> What you have to do
Using the records below, repeat exactly the lines from the one holding "as point(153, 178)." through the one holding "as point(344, 38).", both ends included, and no others.

> Exercise material
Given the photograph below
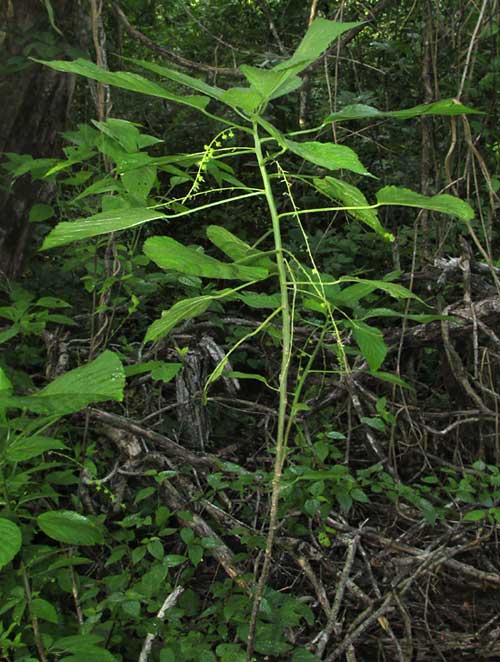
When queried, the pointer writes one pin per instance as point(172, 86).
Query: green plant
point(268, 274)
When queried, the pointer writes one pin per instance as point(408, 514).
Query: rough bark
point(33, 112)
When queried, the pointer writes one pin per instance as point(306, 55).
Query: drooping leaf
point(350, 296)
point(245, 98)
point(238, 250)
point(11, 540)
point(370, 342)
point(317, 39)
point(271, 83)
point(102, 223)
point(100, 380)
point(125, 80)
point(444, 203)
point(180, 312)
point(26, 448)
point(361, 111)
point(77, 643)
point(69, 527)
point(5, 383)
point(328, 155)
point(168, 253)
point(182, 78)
point(351, 196)
point(256, 300)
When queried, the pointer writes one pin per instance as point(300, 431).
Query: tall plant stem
point(280, 450)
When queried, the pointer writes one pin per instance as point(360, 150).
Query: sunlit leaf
point(69, 527)
point(445, 204)
point(100, 380)
point(328, 155)
point(125, 80)
point(317, 39)
point(182, 78)
point(11, 540)
point(168, 253)
point(238, 250)
point(180, 312)
point(102, 223)
point(351, 196)
point(361, 111)
point(370, 342)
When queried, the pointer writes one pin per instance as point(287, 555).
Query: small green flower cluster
point(208, 155)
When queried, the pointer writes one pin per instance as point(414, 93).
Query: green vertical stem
point(286, 350)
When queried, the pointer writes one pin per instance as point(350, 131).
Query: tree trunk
point(34, 111)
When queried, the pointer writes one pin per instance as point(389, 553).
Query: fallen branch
point(168, 604)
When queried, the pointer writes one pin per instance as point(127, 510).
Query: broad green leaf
point(44, 610)
point(328, 155)
point(255, 300)
point(370, 342)
point(350, 296)
point(270, 83)
point(351, 196)
point(360, 111)
point(182, 78)
point(125, 80)
point(180, 312)
point(245, 98)
point(102, 379)
point(102, 223)
point(317, 39)
point(92, 653)
point(69, 527)
point(26, 448)
point(168, 253)
point(10, 541)
point(104, 185)
point(445, 204)
point(238, 250)
point(40, 212)
point(77, 643)
point(272, 131)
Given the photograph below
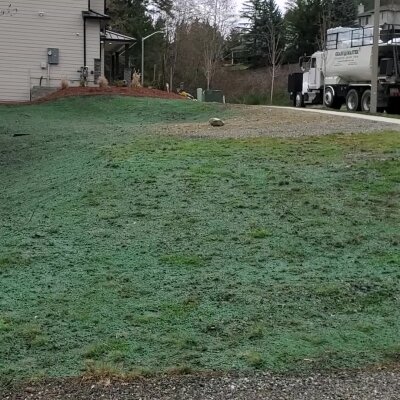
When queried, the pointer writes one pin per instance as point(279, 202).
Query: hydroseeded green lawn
point(122, 250)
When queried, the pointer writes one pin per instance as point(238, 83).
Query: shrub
point(136, 79)
point(102, 81)
point(64, 84)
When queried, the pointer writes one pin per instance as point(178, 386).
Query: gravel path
point(256, 121)
point(380, 385)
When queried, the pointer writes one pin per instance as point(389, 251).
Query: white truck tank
point(348, 54)
point(351, 65)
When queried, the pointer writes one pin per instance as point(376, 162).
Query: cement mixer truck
point(342, 73)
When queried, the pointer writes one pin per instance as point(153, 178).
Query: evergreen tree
point(262, 15)
point(308, 20)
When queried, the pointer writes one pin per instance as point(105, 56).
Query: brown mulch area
point(97, 91)
point(121, 91)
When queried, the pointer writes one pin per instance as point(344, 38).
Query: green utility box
point(213, 96)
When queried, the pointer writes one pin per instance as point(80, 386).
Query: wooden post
point(375, 59)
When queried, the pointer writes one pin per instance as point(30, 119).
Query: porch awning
point(111, 36)
point(94, 15)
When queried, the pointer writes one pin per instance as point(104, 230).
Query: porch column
point(112, 67)
point(126, 56)
point(117, 65)
point(102, 59)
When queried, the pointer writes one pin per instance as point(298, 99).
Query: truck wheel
point(299, 100)
point(330, 100)
point(353, 101)
point(366, 101)
point(393, 107)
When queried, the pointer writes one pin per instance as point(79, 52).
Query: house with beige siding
point(46, 41)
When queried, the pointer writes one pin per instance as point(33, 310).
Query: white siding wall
point(25, 37)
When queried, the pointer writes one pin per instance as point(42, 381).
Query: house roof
point(94, 15)
point(382, 9)
point(111, 36)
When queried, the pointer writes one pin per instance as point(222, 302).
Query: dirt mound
point(120, 91)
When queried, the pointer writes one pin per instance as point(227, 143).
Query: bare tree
point(275, 48)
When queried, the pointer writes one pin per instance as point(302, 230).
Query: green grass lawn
point(122, 250)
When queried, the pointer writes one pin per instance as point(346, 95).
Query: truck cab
point(342, 73)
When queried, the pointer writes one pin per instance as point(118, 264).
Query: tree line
point(199, 34)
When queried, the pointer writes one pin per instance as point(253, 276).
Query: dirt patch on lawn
point(256, 121)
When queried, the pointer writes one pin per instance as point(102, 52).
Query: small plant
point(136, 79)
point(103, 81)
point(64, 84)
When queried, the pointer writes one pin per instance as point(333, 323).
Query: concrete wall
point(27, 29)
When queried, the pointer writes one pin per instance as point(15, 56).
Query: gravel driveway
point(255, 121)
point(379, 385)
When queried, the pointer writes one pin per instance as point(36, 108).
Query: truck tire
point(331, 100)
point(393, 107)
point(366, 101)
point(353, 101)
point(299, 100)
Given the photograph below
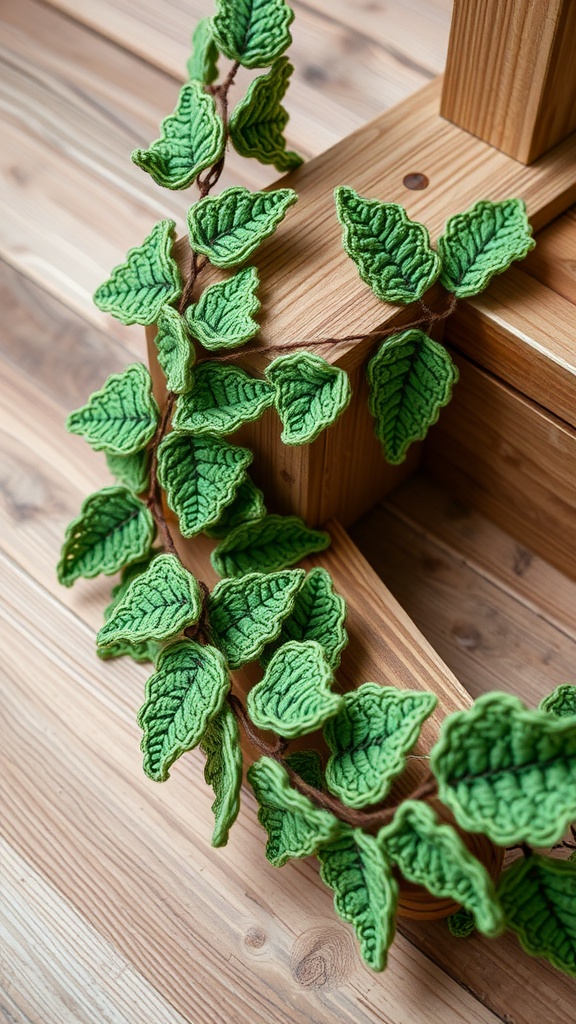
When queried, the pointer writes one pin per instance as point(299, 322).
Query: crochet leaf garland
point(148, 280)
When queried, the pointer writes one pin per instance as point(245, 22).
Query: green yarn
point(370, 737)
point(410, 380)
point(507, 771)
point(257, 123)
point(148, 280)
point(228, 228)
point(191, 139)
point(393, 254)
point(310, 395)
point(121, 417)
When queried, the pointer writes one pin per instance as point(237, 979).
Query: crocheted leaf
point(393, 254)
point(246, 613)
point(113, 529)
point(258, 121)
point(188, 688)
point(121, 417)
point(157, 605)
point(270, 544)
point(294, 697)
point(222, 315)
point(200, 475)
point(175, 351)
point(507, 771)
point(247, 506)
point(222, 771)
point(410, 380)
point(228, 228)
point(310, 395)
point(296, 827)
point(148, 280)
point(253, 32)
point(365, 892)
point(191, 139)
point(483, 242)
point(538, 895)
point(433, 854)
point(222, 398)
point(202, 65)
point(369, 739)
point(319, 614)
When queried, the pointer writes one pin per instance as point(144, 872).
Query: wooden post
point(510, 73)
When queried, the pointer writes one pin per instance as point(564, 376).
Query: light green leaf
point(270, 544)
point(222, 398)
point(310, 394)
point(200, 475)
point(538, 895)
point(296, 827)
point(222, 315)
point(365, 892)
point(157, 605)
point(187, 690)
point(257, 123)
point(393, 254)
point(433, 854)
point(483, 242)
point(247, 613)
point(220, 743)
point(410, 379)
point(369, 739)
point(191, 139)
point(228, 228)
point(148, 280)
point(294, 697)
point(506, 771)
point(113, 529)
point(175, 350)
point(253, 32)
point(121, 417)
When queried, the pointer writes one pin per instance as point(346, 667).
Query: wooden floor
point(115, 909)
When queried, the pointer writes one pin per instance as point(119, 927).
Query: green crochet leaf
point(270, 544)
point(175, 350)
point(506, 771)
point(158, 604)
point(228, 228)
point(370, 737)
point(561, 701)
point(121, 417)
point(113, 529)
point(191, 139)
point(433, 854)
point(319, 614)
point(247, 613)
point(365, 892)
point(253, 32)
point(310, 394)
point(222, 398)
point(295, 696)
point(187, 690)
point(257, 123)
point(222, 315)
point(538, 895)
point(148, 280)
point(222, 771)
point(202, 65)
point(410, 379)
point(393, 254)
point(483, 242)
point(200, 475)
point(296, 827)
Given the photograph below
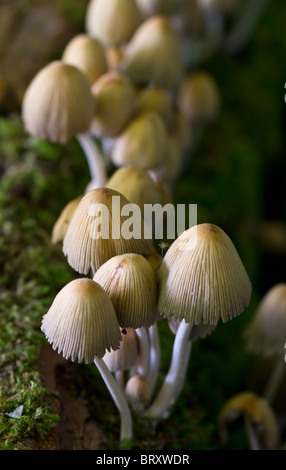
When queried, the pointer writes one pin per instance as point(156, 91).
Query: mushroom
point(259, 419)
point(97, 231)
point(143, 143)
point(136, 185)
point(130, 282)
point(154, 54)
point(81, 324)
point(115, 103)
point(87, 54)
point(266, 334)
point(112, 22)
point(201, 280)
point(50, 110)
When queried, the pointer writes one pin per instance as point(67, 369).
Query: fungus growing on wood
point(81, 325)
point(130, 282)
point(94, 234)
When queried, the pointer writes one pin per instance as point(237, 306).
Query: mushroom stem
point(275, 380)
point(143, 364)
point(94, 159)
point(175, 377)
point(154, 355)
point(251, 434)
point(245, 26)
point(119, 399)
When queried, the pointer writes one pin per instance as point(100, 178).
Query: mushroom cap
point(154, 54)
point(81, 322)
point(136, 185)
point(143, 143)
point(138, 389)
point(202, 278)
point(266, 334)
point(113, 22)
point(62, 223)
point(115, 103)
point(198, 97)
point(88, 55)
point(126, 356)
point(94, 234)
point(50, 107)
point(257, 411)
point(130, 282)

> Written response
When queried, the pointer writes one pin per instance as point(153, 178).
Query: evergreen tree
point(262, 15)
point(308, 20)
When queried, the pointer writes one pin per instance as point(105, 56).
Query: brown mulch area
point(97, 91)
point(121, 91)
When queried, the pointer writes one pin per instance as point(344, 38).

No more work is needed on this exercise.